■ **Work request**
Extract, verbatim, all lines starting at the one containing "Each instance of the orange rose" and ending with the final line of the listing, and no others.
*** Opening of Exercise data ***
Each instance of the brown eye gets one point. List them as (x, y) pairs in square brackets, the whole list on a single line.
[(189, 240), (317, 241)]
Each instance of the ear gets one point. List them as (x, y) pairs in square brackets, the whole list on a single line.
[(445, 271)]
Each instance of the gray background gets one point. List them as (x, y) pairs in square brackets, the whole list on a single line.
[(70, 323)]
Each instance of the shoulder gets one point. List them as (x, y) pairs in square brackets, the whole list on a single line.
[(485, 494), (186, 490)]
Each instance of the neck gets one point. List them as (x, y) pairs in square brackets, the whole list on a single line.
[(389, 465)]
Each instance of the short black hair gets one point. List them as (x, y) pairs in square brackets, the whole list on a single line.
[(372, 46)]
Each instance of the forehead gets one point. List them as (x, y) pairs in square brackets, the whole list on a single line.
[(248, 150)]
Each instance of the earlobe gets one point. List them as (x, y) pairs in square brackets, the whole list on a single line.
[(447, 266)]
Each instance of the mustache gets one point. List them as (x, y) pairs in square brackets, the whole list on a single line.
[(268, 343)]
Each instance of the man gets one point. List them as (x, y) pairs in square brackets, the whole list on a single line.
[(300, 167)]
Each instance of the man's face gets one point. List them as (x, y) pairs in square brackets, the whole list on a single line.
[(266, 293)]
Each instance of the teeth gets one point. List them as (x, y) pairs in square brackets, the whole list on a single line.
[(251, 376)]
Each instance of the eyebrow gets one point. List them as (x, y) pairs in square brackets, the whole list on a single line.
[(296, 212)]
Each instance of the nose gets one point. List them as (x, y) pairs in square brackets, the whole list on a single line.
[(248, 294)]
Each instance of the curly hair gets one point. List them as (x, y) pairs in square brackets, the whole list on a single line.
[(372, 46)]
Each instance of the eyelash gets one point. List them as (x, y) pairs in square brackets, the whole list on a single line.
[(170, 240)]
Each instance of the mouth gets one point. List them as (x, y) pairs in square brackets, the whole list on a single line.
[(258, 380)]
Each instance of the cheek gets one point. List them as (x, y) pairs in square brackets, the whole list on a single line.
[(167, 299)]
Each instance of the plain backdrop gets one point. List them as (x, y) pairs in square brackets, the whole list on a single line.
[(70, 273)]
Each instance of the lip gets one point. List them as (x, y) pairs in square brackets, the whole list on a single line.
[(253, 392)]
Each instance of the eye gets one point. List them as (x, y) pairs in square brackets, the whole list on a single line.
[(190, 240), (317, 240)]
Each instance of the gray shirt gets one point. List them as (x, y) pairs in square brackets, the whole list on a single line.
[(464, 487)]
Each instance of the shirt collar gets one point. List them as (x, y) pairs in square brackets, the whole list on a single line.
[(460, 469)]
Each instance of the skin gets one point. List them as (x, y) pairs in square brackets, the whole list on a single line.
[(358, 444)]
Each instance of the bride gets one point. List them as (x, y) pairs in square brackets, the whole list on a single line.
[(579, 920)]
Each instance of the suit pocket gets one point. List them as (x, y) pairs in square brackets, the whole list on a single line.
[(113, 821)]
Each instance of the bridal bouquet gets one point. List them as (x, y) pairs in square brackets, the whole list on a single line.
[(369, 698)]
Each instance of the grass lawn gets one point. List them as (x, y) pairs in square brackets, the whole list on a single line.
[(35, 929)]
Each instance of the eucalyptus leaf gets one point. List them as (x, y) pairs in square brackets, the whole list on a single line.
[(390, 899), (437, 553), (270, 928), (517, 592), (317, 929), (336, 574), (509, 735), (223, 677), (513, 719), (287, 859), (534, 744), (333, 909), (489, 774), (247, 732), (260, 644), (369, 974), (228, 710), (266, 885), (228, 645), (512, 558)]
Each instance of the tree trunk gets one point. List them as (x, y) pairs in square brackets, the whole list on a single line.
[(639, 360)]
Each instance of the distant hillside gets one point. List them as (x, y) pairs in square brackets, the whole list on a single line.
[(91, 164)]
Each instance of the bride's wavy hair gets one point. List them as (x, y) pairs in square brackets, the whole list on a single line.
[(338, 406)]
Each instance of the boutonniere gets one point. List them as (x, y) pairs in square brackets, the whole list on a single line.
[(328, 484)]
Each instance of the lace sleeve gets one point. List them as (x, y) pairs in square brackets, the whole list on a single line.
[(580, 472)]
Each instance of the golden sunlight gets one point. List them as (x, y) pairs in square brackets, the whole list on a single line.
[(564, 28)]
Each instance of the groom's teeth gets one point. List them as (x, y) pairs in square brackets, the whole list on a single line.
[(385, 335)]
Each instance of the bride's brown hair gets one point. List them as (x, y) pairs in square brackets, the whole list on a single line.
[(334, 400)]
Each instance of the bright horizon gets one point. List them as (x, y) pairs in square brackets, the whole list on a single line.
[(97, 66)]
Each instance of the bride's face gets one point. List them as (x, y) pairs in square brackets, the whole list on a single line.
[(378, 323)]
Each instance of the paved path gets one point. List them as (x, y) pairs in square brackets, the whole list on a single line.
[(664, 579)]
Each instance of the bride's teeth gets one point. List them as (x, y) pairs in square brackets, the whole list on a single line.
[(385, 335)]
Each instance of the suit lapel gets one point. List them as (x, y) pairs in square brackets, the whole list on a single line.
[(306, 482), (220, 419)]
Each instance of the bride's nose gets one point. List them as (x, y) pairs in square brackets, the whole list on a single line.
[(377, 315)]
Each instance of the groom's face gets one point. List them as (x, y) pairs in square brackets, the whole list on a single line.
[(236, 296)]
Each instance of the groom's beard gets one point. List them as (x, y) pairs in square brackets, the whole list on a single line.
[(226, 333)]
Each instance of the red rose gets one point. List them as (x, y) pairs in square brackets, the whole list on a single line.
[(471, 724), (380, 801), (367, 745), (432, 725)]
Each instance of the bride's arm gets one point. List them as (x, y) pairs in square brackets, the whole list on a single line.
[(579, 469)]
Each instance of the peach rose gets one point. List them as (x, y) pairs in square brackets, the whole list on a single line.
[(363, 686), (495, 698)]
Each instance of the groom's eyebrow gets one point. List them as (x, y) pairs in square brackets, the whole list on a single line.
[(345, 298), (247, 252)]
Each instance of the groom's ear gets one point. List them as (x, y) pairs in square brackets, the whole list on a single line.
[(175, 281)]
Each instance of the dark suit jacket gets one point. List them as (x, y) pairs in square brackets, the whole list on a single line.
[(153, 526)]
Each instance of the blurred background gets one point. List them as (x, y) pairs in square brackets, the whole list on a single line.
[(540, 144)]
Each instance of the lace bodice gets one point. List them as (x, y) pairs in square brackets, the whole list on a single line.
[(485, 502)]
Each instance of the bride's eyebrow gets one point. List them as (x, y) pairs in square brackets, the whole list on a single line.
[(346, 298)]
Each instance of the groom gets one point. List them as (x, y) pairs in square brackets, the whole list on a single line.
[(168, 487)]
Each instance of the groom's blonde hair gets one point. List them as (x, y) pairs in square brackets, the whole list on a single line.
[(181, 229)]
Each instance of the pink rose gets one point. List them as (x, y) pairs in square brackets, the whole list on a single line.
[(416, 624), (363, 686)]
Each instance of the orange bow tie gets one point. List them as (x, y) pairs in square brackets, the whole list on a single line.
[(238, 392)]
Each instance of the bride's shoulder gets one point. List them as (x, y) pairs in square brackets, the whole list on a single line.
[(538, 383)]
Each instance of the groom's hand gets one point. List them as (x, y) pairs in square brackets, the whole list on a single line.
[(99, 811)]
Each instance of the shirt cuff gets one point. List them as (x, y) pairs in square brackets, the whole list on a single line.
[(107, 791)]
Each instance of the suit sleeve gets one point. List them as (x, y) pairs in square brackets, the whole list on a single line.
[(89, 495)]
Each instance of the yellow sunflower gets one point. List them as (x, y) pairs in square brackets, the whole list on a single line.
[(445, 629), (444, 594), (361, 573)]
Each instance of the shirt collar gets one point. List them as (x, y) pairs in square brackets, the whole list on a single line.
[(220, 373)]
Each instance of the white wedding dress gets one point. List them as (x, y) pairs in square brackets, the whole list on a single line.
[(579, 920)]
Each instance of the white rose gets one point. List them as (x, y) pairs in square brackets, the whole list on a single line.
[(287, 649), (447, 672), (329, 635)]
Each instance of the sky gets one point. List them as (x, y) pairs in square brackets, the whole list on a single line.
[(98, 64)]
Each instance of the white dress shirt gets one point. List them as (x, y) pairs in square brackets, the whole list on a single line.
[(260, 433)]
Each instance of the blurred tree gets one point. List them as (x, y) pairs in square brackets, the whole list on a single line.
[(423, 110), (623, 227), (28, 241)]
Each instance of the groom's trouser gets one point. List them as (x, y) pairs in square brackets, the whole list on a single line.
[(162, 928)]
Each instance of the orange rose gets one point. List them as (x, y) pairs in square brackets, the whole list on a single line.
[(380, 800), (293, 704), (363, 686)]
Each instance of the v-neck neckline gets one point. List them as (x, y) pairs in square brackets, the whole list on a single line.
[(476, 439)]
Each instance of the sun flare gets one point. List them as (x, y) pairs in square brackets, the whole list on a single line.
*** Close of Exercise data ***
■ **Expected answer**
Each instance of the orange rose gets one point. List them as (x, y) pairs in square brackets, the whole list on a single line.
[(380, 800), (293, 704), (363, 686)]
Each instance of the v-neck neckline gets one point. List them as (x, y) pairs in square brackets, the whole list on a single line.
[(476, 439)]
Each instance of the sun flare gets one point. List them as (x, y) pairs in square brackets, the whole list on a single line.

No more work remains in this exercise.